• [AUFGABEN]
(A) In welcher Stadt soll die Fahrt laut dem Text über das Weser-Floß enden?
(B) Schreib den Text über das Weser-Floß nach seinem letzten Satz weiter.

• [VORLIEGENDER TEXT]
+++

Altes Handwerk wiederbeleben: 100-Tonnen-Floß soll Weser hinunterschippern

Holzstämme
100 Tonnen zu bewegen, das ist nichts für schwache Nerven. So schwer ist das Floß, das eine Gruppe von Männern aus Reinhardshagen gebaut hat. Nun wollen die Rentner damit die Weser hinabfahren - ihr Abenteuer beginnt direkt vor der eigenen Haustür. (c) proplanta

Warum 18 Rentner mit einem Floß die Weser hinab fahren



Die Fichtenstämme sehen harmlos aus. Doch wenn sie in Bewegung geraten, sind sie geradezu unberechenbar. «Die Stämme sind alle nicht gerade, wenn die eine Böschung runterrollen, schlagen die richtiggehend aus», erklärt Hermann-Josef Rapp.

Er und seine 17 Mitstreiter wissen, wovon sie reden. Sie bauen zum dritten Mal ein Holzfloß nach historischem Vorbild. Ab Sonntag wollen sie damit in Etappen auf der Weser fahren: vom nordhessischen Reinhardshagen über Höxter und dann durch Niedersachsen entlang der Route Holzminden, Bodenwerder, Hameln und Rinteln bis nach Minden in Nordrhein-Westfalen.

+++

• [VORLIEGENDE DATEN]
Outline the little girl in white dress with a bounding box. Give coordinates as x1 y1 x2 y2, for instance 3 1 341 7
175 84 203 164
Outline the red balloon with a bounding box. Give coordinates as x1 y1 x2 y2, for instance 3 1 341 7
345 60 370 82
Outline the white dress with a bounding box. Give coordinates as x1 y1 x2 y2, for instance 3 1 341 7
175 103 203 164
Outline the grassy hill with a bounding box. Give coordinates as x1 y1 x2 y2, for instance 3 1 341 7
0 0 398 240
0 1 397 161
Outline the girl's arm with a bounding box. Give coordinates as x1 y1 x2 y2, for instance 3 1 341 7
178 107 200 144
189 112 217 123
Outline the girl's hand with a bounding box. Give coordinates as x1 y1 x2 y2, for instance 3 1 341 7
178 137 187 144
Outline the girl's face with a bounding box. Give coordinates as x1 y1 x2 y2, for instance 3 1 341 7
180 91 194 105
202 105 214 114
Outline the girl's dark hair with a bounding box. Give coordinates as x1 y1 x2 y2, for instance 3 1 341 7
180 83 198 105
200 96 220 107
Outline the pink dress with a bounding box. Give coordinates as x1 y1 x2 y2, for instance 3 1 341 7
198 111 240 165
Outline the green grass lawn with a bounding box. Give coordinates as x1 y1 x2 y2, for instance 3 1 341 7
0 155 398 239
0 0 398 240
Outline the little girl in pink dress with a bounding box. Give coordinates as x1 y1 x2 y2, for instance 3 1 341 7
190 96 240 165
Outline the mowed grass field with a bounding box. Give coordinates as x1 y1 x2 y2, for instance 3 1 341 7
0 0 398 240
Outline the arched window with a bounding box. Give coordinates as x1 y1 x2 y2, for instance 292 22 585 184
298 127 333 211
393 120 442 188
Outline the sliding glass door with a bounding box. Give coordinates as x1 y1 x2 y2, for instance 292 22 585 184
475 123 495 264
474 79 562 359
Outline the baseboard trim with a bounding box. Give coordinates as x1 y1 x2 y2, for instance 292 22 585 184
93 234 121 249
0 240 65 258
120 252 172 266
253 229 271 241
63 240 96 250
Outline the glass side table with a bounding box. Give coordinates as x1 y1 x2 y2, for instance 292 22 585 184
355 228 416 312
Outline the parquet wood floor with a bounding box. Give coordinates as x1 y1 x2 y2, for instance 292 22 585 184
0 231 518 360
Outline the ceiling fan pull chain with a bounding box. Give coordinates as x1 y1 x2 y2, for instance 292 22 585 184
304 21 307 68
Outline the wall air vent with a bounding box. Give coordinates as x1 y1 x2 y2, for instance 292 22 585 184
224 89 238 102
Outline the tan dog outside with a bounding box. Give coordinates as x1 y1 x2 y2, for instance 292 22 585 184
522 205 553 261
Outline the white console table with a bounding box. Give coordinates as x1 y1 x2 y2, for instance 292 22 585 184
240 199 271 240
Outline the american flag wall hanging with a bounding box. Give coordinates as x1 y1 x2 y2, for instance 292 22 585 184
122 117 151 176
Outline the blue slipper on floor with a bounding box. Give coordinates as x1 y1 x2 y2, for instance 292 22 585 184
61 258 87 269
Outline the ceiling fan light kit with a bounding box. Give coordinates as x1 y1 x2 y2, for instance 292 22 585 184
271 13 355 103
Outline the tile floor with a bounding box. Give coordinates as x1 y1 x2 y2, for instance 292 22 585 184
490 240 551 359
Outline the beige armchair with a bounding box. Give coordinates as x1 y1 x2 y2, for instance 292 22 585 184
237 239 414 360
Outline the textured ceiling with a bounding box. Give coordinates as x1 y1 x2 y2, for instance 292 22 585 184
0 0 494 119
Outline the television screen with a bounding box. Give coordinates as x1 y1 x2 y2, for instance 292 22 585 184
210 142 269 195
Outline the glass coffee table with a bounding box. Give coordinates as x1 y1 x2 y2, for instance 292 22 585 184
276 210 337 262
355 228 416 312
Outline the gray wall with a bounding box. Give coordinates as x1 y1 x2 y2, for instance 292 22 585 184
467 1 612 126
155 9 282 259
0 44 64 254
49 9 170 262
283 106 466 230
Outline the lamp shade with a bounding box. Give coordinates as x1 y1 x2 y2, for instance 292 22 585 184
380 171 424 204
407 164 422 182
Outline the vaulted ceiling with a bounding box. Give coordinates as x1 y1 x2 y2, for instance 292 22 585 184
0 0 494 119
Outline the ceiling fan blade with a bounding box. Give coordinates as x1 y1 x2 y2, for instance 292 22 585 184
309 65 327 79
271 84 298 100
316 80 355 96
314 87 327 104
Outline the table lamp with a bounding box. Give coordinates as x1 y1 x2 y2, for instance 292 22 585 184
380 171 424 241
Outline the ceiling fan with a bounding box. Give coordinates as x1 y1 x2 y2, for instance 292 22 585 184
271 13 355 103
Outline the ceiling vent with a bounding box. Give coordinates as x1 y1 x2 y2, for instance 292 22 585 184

+++

• [ANTWORTEN]
(A) In Minden in Nordrhein-Westfalen.

(B)
Bis in die 1950er Jahre des vergangenen Jahrhunderts hinein wurde Holz mit Flößen transportiert. «Die Alten, die am Ufer stehen, erinnern sich noch gerne an die Zeiten», sagt Rapp. Der Ausbau der Flüsse und Schleusen senkte dann die Fließgeschwindigkeit des Wassers, die Flößerei wurde unrentabel. Zudem eröffneten Eisenbahn und größere Lastwagen neue Möglichkeiten. 2014 wurde die Flößerei in die Liste des immateriellen Kulturerbes der Unesco aufgenommen.

Hermann-Josef Rapp und seine Freunde begannen 2008, das alte Handwerk wiederzubeleben - mit großem Erfolg. Tausende säumten seinerzeit den Fluss und bestaunten das Floß. Nun gehen die Männer des Vereins «Weserflößer» wieder auf Tour. 192 Flusskilometer sollen in sechs Tagen überwunden werden. 40 Meter lang wird das fertige Floß sein, 100 Tonnen schwer.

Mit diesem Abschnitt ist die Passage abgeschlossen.